### WORK TO DO
A - In the passage on rotary drum flights, condense the paragraph that begins "In the conventional drum" into a short list that keeps its main facts.
B - Decide whether each statement agrees with the passage on rotary drum flights. Answer yes or no, and quote the words from the passage that settle it.
(i) Traditional drums are easier to install and maintain than the novel drums.
(ii) Zhang et al. found a stable and dominant active phase with 8 or 12 flights.
(iii) Curved flights give a lower heat transfer efficiency than straight flights.
C - Answer these questions from the passage on rotary drum flights:
(i) In the conventional drum, what is the flight parallel to?
(ii) Which numerical method has been introduced into the design of flights in drums?
(iii) What flight structure did Silveira et al. propose?

In the conventional drum, the flight is parallel to the axis of the drum wall [10]. Therefore, these drums are installed in an inclined state, in which the fillers can move from the inlet towards the outlet by gravity [11,12]. However, there are several problems with these inclined drums, such as complex construction, disadvantageous installation, serious device abrasion, and structure interference. Recently, novel drums with inclined flights have been reported, in which the flight is inclined to the axial line of the drum [13]. It is confirmed that the axial motion of fillers and materials can be realized in the horizontal rotary drum with flights inclined to the axial line of the drum [13]. Additionally, this structure can promote the motion of the drum in both cross-sectional and longitudinal sections, improving the mass and heat transfer efficiency and the performance of the rotary drum dryer. Besides, the installation and maintenance of these novel drums are much easier than those of traditional drums.

For many years, to investigate filler mixing and movement in drums, many experimental facilities and methods have been reported to optimize the structure of flights [14,15,16]. These experimental studies allow us to observe the mixing phenomenon, and provide practical knowledge of filler flow and movement in drums. However, it is difficult to learn the interaction force between particles and drums. Recently, numerical simulation using the discrete element method (DEM) has been introduced into the design of flights in drums [17,18,19]. For example, Zhang [20] et al. studied the number of flights, and found that a stable and dominant active phase is obtained when the number of flights is 8 or 12. Xie [9] et al. investigated the shape of flights and found that rotary drum dryers with curved flights have a higher heat transfer efficiency than those with straight flights. Silveira [21] et al. proposed a three-stage flight structure and optimized the particle distribution in the active phase by adjusting the position of the three flights. The above numerical simulation can help us to understand the dynamic of fillers and offer three-dimensional trajectories of all particles in drums. However, the above numerical simulations all concern traditional drums with flights paralleled to the axial direction of the drums [22], and there is little literature concerning horizontal rotary drums with inclined flights.

### Lines of data
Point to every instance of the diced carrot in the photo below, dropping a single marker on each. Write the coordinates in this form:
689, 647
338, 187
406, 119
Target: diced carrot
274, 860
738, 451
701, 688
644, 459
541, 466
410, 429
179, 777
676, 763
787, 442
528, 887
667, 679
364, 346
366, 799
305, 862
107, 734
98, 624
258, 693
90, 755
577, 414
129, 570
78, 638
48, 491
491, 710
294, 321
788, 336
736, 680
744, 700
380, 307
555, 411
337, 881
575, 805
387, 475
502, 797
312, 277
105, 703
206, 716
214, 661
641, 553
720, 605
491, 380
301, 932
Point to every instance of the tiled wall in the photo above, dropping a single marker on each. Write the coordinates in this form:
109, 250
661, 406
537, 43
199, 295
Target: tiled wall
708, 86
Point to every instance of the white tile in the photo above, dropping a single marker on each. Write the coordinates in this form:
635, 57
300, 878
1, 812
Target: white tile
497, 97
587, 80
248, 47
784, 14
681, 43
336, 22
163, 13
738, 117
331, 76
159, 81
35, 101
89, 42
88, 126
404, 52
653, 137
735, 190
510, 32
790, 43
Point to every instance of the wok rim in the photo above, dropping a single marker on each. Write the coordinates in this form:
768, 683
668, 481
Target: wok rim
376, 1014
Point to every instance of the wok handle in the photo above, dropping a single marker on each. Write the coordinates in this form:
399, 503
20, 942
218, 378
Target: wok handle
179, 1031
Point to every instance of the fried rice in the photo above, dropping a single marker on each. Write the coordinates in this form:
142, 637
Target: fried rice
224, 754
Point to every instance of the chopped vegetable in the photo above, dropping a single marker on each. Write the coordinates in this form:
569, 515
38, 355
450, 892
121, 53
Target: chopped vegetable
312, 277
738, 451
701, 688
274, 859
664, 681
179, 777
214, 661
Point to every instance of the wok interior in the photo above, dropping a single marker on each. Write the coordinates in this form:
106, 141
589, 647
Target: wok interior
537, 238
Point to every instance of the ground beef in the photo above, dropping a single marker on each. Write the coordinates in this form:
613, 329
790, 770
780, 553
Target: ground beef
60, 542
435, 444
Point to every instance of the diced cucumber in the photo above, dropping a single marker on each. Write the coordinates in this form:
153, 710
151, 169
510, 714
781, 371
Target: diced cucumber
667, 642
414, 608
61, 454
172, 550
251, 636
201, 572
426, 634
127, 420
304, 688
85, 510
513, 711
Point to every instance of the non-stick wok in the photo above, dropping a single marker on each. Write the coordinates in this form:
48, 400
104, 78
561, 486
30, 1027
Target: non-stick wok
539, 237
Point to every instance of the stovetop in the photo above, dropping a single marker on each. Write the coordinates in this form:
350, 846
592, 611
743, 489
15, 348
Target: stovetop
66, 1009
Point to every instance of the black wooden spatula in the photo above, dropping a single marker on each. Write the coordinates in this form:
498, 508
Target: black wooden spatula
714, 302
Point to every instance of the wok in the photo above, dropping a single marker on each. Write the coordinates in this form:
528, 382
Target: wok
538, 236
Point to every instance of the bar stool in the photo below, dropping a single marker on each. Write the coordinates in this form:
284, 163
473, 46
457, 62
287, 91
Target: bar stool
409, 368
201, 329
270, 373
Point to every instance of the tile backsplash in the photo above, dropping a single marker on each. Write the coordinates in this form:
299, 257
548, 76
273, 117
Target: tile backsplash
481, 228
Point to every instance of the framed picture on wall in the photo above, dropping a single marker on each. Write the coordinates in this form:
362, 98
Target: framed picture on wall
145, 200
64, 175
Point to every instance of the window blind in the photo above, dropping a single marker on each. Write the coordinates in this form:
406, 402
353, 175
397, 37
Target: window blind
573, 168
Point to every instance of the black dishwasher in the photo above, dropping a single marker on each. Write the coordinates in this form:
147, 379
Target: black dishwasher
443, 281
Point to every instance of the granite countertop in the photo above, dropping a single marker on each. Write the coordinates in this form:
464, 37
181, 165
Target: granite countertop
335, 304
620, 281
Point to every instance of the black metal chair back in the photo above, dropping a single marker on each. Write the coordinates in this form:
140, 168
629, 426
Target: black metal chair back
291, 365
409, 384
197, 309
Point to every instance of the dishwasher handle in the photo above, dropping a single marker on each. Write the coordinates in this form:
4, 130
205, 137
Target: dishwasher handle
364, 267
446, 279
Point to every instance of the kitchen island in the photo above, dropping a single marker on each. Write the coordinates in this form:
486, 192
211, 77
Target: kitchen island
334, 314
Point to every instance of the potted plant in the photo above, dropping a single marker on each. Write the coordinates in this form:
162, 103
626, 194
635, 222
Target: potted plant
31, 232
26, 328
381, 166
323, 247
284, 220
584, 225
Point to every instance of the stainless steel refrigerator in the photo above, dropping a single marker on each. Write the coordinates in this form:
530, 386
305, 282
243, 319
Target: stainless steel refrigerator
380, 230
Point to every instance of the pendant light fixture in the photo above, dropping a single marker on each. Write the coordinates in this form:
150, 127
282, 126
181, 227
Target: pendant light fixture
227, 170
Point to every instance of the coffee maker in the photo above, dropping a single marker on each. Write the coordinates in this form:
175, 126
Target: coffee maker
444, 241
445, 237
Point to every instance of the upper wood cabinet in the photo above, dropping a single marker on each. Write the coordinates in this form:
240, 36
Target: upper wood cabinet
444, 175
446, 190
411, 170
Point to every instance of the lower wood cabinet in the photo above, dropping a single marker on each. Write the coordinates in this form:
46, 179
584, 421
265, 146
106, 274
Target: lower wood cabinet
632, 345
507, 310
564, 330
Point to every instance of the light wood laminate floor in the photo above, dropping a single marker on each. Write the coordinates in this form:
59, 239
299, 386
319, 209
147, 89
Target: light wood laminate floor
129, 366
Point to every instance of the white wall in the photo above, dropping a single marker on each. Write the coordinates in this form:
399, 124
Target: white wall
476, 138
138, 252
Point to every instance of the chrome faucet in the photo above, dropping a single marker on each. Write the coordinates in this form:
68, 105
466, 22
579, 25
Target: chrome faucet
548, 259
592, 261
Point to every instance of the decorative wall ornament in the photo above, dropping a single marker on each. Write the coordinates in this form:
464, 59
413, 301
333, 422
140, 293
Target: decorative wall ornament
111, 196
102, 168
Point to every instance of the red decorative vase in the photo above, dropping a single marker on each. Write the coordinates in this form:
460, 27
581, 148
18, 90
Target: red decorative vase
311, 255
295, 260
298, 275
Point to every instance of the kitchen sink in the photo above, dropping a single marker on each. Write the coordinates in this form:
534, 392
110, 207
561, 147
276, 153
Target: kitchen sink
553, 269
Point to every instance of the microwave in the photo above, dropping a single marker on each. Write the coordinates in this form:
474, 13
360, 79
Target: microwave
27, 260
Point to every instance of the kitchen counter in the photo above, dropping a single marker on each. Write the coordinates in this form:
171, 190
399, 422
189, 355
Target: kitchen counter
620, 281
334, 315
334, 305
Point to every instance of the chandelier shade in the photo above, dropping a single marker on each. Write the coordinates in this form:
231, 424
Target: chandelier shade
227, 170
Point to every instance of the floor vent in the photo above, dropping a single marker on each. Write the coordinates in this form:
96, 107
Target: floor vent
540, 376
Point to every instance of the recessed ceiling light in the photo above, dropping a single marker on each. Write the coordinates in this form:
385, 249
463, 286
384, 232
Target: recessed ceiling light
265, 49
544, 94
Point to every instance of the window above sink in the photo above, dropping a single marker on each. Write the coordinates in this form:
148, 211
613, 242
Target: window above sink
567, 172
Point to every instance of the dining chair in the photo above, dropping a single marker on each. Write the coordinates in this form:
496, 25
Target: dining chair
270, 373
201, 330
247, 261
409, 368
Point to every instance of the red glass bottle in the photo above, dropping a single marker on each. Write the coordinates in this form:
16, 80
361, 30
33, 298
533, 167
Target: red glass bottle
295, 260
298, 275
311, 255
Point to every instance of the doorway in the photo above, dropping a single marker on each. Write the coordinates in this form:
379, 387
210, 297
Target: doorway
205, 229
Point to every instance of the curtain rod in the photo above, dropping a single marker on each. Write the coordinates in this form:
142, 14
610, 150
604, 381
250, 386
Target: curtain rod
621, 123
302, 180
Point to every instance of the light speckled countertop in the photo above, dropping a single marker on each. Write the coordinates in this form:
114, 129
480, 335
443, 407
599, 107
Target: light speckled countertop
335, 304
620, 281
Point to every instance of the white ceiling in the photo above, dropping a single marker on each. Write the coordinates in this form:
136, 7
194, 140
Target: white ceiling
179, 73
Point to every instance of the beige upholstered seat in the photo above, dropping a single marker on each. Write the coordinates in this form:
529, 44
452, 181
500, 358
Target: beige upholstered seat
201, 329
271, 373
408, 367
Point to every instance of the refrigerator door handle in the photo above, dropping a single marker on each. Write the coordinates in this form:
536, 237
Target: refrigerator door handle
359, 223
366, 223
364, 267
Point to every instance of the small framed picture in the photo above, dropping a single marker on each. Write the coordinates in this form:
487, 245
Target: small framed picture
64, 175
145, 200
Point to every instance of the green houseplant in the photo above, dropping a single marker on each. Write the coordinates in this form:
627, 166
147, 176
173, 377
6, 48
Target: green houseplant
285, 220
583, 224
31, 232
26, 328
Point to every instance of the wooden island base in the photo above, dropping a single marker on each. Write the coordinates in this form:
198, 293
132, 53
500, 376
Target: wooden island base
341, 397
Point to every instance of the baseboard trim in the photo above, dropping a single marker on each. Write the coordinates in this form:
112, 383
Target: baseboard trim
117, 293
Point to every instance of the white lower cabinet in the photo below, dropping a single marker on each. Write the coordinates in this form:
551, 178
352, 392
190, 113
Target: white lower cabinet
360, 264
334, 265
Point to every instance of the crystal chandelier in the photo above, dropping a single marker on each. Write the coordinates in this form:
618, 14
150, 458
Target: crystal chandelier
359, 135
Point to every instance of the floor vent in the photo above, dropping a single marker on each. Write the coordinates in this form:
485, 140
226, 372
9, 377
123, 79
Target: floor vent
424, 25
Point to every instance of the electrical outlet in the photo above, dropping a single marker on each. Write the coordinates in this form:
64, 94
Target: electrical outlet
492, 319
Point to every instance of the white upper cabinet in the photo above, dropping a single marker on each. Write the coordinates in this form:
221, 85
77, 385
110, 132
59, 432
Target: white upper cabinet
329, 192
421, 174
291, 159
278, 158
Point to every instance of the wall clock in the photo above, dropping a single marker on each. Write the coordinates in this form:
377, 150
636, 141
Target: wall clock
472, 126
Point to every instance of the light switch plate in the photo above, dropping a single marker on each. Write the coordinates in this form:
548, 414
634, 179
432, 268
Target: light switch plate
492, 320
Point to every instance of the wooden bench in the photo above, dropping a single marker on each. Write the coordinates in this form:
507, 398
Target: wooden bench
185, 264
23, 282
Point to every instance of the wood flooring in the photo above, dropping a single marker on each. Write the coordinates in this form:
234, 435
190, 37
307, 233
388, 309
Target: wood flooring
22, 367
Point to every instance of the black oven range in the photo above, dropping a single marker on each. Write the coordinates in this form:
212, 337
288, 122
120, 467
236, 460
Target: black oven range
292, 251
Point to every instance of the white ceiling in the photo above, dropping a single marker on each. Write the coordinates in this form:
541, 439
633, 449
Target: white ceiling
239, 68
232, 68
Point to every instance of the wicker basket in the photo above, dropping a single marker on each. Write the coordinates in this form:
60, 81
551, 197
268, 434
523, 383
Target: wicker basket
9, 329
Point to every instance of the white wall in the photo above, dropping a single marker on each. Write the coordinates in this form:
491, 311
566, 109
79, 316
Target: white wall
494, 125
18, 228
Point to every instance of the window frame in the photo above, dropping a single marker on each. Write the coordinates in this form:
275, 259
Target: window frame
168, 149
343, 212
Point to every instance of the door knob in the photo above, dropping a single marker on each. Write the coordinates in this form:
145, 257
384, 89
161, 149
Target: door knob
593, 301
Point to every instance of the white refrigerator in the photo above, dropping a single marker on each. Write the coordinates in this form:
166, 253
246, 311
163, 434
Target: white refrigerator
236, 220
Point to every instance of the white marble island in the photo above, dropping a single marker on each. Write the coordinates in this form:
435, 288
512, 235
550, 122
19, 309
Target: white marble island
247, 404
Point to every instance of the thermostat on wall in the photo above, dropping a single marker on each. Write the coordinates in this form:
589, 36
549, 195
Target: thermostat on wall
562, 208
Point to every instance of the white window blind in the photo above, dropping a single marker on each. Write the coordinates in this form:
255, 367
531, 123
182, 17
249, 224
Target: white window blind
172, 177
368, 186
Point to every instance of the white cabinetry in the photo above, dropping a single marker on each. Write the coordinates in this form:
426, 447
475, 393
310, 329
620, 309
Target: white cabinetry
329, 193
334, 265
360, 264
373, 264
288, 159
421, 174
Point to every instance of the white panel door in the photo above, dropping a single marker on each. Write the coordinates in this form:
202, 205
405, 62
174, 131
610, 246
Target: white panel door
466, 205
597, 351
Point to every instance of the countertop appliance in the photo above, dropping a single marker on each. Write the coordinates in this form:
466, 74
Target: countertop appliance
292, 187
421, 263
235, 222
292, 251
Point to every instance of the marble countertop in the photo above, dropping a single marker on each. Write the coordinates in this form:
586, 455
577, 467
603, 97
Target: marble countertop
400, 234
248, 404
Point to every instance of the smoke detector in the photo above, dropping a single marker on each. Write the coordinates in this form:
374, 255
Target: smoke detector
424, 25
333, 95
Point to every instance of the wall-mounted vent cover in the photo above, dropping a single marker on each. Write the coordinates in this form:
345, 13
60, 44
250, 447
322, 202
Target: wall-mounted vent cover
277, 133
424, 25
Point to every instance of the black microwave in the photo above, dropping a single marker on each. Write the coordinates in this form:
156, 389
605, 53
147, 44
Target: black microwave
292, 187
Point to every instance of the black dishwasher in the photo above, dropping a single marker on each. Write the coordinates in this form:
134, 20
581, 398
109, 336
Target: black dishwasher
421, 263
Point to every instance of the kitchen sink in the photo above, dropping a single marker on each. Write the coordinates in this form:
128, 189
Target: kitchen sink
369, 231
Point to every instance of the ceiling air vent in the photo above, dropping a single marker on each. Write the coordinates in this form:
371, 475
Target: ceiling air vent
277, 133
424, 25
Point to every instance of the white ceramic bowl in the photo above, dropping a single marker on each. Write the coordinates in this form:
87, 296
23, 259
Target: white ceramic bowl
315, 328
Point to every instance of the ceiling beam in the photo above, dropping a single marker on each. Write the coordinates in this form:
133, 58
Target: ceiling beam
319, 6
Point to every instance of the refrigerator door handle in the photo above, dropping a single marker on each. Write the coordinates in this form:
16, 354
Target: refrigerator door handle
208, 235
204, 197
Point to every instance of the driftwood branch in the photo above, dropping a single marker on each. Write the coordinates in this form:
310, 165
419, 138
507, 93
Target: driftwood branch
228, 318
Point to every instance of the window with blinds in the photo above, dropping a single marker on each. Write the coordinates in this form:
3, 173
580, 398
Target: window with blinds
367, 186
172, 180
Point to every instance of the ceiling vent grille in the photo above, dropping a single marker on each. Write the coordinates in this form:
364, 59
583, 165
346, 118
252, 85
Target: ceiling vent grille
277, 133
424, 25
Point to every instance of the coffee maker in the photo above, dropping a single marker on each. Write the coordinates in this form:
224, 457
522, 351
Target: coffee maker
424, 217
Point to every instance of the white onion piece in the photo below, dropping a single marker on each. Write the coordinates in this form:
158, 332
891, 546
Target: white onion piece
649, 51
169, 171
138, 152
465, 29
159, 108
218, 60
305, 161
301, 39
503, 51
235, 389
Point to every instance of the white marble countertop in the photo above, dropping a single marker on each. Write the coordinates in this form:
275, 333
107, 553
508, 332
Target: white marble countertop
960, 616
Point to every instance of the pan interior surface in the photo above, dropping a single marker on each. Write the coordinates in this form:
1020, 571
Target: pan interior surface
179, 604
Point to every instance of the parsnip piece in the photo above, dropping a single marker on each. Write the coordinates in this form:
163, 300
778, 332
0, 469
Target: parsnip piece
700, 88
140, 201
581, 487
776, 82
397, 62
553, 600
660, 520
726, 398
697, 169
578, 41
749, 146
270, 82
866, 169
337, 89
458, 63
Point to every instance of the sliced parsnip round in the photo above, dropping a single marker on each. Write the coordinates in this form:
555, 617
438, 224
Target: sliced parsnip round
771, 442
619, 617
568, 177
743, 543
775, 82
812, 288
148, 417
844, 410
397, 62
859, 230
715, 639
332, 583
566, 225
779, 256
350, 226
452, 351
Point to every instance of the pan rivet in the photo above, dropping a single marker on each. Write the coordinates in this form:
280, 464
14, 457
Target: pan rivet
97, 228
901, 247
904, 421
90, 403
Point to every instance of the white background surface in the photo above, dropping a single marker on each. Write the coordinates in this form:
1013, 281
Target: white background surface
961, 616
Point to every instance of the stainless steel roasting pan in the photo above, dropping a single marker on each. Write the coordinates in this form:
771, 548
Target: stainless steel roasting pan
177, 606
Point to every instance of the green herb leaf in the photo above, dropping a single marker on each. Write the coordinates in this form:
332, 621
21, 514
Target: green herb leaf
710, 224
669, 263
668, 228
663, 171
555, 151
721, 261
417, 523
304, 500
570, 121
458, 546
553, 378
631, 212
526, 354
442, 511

### SOLUTIONS BY TASK
A -
- In conventional drums, the flight runs parallel to the axis of the drum wall, so the drums are installed at an incline and fillers move from inlet to outlet by gravity.
- Inclined drums have problems: complex construction, disadvantageous installation, serious device abrasion, and structure interference.
- Novel drums have flights inclined to the drum's axial line, which allows axial motion of fillers and materials in a horizontal rotary drum.
- This structure promotes motion in both cross-sectional and longitudinal sections, improving mass and heat transfer efficiency and dryer performance.
- The novel drums are much easier to install and maintain than traditional ones.

B -
(i) No: "the installation and maintenance of these novel drums are much easier than those of traditional drums"
(ii) Yes: "a stable and dominant active phase is obtained when the number of flights is 8 or 12"
(iii) No: "rotary drum dryers with curved flights have a higher heat transfer efficiency than those with straight flights"

C -
(i) The axis of the drum wall.
(ii) The discrete element method (DEM).
(iii) A three-stage flight structure.